Entries provided Block Start

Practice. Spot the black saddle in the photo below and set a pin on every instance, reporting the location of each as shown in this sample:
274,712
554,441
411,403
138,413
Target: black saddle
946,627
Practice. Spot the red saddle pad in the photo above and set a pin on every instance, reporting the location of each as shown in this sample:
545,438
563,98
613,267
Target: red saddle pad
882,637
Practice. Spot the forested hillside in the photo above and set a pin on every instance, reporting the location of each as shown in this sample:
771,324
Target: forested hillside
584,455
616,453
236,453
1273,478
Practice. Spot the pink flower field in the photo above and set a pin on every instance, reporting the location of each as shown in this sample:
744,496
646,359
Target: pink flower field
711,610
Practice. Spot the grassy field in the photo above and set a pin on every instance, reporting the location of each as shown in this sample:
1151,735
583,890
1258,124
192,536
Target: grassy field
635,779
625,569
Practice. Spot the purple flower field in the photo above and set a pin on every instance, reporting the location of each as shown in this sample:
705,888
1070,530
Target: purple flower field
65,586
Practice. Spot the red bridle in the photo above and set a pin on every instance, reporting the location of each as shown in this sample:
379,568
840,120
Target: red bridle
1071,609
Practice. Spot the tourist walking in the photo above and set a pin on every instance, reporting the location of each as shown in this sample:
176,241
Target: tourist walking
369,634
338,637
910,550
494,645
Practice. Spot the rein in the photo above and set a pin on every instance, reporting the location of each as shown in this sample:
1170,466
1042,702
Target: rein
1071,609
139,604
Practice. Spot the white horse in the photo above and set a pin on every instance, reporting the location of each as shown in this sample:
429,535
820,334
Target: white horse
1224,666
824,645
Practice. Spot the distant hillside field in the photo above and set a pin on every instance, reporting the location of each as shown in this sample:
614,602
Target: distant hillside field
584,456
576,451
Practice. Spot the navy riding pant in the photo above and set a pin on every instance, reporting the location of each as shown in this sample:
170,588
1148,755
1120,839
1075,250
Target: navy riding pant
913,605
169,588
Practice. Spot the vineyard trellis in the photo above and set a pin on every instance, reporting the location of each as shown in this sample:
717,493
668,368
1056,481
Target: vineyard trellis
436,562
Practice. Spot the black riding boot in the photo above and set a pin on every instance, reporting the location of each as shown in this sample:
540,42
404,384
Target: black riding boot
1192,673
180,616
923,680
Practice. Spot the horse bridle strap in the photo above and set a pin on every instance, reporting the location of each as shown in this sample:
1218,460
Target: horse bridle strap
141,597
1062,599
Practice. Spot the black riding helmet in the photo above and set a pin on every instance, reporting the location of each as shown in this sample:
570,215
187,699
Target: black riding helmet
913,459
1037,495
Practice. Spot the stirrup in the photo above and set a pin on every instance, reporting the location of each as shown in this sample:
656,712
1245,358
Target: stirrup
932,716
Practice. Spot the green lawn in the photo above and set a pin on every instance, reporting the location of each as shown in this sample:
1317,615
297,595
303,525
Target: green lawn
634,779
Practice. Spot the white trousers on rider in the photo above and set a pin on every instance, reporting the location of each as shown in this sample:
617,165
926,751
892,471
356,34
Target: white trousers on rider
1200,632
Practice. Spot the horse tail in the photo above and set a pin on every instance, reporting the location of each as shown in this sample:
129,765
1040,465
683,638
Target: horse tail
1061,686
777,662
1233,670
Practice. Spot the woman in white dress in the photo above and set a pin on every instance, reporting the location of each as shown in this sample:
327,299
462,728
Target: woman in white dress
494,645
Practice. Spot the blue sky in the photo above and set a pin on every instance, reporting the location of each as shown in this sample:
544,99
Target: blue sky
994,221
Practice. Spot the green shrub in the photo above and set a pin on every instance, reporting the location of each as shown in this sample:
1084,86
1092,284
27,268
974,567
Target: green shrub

Entries provided Block End

Task objective: Word for word, return the entire set of entries.

Answer space:
Practice. Spot the black saddle in the photo below and set a pin on every instance, reporting the location of each as shown in this sample:
274,712
554,441
411,403
138,413
Target: black saddle
946,627
Practice. Spot the red saddle pad in the photo above and set a pin on every instance, reporting the location of each as shown in this sample:
545,438
563,98
613,267
Target: red saddle pad
882,637
Practice. Spot the forested hillside in the photo above and set a pin on every instance, reporting the location of each as shown in this sample:
771,324
Target: forested hillside
584,455
616,453
236,453
1273,478
Practice. Spot the pink flower field in the photo above and set a pin on every instance, reporting the location of each as shown in this sample:
744,496
646,359
Target: pink flower field
711,610
Practice. Spot the grassy field in the photo above and set a pin on every instance, reporting the location of each as shown in this sample:
1151,735
583,890
1258,124
192,536
Target: grassy field
635,779
625,569
Practice. Spot the purple flower field in the photo above and set a pin on every instance, reporting the location of each as shown in this sample:
705,888
1070,530
Target: purple flower field
65,586
Practice. Spot the red bridle in the photo above and set a pin on every instance, reporting the location of each as shown in this sample:
379,568
840,120
Target: red bridle
1071,609
Practice. Spot the tourist walking in the photo above and set a pin on every instance, reporting the location of each as shown in this sample:
176,241
Target: tourist walking
369,634
338,637
910,550
494,645
Practice. Spot the rein in the photo above and set a pin on every instance, reporting the location of each as shown in this sample:
1170,466
1042,702
Target: rein
1071,609
139,604
Practice. Spot the white horse in the photo above and set a pin on every instance, reporting the location of each as shown in this sample:
429,535
820,334
Target: white horse
1224,666
824,645
Practice. Spot the distant hillside field in the photo above and set a pin on every instance, reporting the location of each as shown in this sample:
614,602
Target: distant hillside field
584,456
576,451
Practice. Spot the navy riding pant in the photo above and set a pin on every instance, reporting the location of each as shown in this sample:
170,588
1148,755
1120,839
1075,250
Target: navy riding pant
913,605
169,588
Practice. Spot the vineyard trellis in the photo above and set a pin on every instance, reporting the location of each as shown in this sample:
717,493
668,368
1056,481
Target: vineyard trellis
436,562
Practice. Spot the black riding boot in the photo above and set a pin on every instance, reporting the location of each as shown in this sample:
540,42
404,384
Target: black riding boot
1192,673
180,616
923,680
Practice. Spot the horse bridle strap in the photo above and set a pin on every instance, reporting the location of each as shown in this sample:
1218,460
Target: horse bridle strap
141,597
1062,599
Practice. Spot the black riding helmet in the photo above and set a pin on every instance, reporting the location of each as shown in this sample:
570,215
187,699
Target: black riding helmet
913,459
1037,495
Practice. Spot the stirrup in the photo above and set a pin on every instance, reporting the location of each as shown in this sample:
656,712
1245,358
Target: stirrup
932,716
Practice. Spot the green lawn in the photo above and set a pin on every instance, reporting the location of each as shown in this sample:
1317,615
297,595
303,525
Target: green lawn
634,779
Practice. Spot the white trousers on rider in the photo above and set a pin on every instance, reporting the location of each as shown in this sample:
617,165
926,751
892,471
356,34
Target: white trousers on rider
1200,632
Practice. Spot the horse tail in the photo above and set a pin on every instance, reporting the location of each as shown in this sample:
129,765
1040,465
683,638
Target: horse tail
1061,686
777,662
1233,670
Practice. Spot the woman in white dress in the photo above and set a pin on every instance, reporting the location of each as shown in this sample:
327,299
462,728
Target: woman in white dress
494,645
Practice. Spot the blue sky in the photo above and set a pin on every instance, reporting the location of each as shown in this sample:
544,99
Target: blue sky
994,221
Practice. Spot the green shrub in the photo above and set a pin on every instance, reporting the location of each as shown in this sample:
1084,86
1092,284
27,268
974,567
Target: green shrub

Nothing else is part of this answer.